● EXERCISE PROMPT: Rewrite the data below as a two-column CSV with the columns text and answer. Give one row for each thing asked, put each value in a single quoted field with line breaks replaced by spaces, and leave the pictures out.

####################

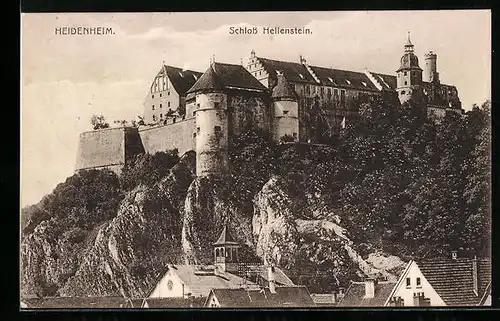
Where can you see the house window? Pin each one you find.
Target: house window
(342, 96)
(218, 131)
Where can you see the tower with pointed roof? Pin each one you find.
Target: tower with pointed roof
(285, 113)
(211, 123)
(409, 74)
(226, 256)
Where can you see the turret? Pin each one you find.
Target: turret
(226, 256)
(430, 68)
(285, 113)
(409, 79)
(211, 123)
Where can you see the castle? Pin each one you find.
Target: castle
(194, 111)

####################

● FINISHED ANSWER:
text,answer
"Where can you see the house window? Pin each one you find. Target: house window","(342, 96) (218, 131)"
"Where can you see the tower with pointed roof? Pin each one you find. Target: tower with pointed roof","(285, 113) (211, 123) (409, 74) (226, 256)"
"Where can you see the turret? Pin each one you find. Target: turret","(226, 256) (430, 68) (285, 113) (409, 79) (211, 123)"
"Where can you see the castle? Pin each one you find. Target: castle","(194, 111)"